- _INSTRUCTIONS TO FOLLOW_
Count the lines below that contain the string "cloud", treating uppercase and lowercase as different. Reply with the number alone.

[Dataset extracts with box labels]
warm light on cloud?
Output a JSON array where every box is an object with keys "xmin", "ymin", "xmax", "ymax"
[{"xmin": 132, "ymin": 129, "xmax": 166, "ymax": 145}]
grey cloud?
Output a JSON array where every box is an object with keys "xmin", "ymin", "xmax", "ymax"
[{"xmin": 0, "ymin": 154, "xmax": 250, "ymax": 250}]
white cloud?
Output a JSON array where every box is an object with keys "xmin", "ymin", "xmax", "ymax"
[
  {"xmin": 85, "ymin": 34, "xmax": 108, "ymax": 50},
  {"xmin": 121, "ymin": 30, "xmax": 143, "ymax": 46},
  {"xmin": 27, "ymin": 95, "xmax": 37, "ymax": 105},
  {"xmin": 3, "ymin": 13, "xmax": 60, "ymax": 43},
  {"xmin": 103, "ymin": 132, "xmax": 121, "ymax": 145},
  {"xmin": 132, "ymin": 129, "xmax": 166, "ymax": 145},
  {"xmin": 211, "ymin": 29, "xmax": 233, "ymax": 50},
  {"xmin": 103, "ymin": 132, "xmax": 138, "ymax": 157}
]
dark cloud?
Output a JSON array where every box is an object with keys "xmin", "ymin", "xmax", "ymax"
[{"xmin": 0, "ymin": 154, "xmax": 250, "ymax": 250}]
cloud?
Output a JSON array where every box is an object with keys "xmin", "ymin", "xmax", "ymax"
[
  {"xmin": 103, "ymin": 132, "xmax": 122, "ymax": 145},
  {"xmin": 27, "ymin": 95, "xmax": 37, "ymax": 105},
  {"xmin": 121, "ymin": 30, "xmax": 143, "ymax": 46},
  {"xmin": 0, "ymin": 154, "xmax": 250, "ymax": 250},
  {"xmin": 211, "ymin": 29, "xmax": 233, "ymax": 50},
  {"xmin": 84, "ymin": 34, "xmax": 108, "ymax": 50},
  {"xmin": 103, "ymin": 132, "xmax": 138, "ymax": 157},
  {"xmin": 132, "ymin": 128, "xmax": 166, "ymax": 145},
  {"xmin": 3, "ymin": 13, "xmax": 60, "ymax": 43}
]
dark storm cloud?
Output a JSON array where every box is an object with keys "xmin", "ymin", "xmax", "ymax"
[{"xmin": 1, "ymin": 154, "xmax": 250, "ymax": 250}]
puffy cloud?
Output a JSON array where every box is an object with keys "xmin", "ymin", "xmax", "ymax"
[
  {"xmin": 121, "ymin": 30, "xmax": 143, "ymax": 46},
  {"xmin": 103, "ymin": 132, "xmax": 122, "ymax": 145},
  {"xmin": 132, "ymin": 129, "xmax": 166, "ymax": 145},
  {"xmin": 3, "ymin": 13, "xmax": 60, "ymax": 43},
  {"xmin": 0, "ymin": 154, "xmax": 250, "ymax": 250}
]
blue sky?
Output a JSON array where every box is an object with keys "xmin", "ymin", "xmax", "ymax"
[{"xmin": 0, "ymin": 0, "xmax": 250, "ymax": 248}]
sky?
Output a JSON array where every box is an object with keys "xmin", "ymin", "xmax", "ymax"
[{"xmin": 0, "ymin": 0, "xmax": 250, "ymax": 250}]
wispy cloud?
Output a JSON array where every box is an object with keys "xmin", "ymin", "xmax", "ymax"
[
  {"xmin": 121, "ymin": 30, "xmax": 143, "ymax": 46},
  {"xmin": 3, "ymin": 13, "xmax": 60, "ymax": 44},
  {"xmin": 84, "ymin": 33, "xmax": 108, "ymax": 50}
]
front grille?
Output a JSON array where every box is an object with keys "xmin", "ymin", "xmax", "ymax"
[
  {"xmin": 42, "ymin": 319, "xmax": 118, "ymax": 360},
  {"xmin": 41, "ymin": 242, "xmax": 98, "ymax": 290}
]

- _RESULT FOR THIS TASK_
8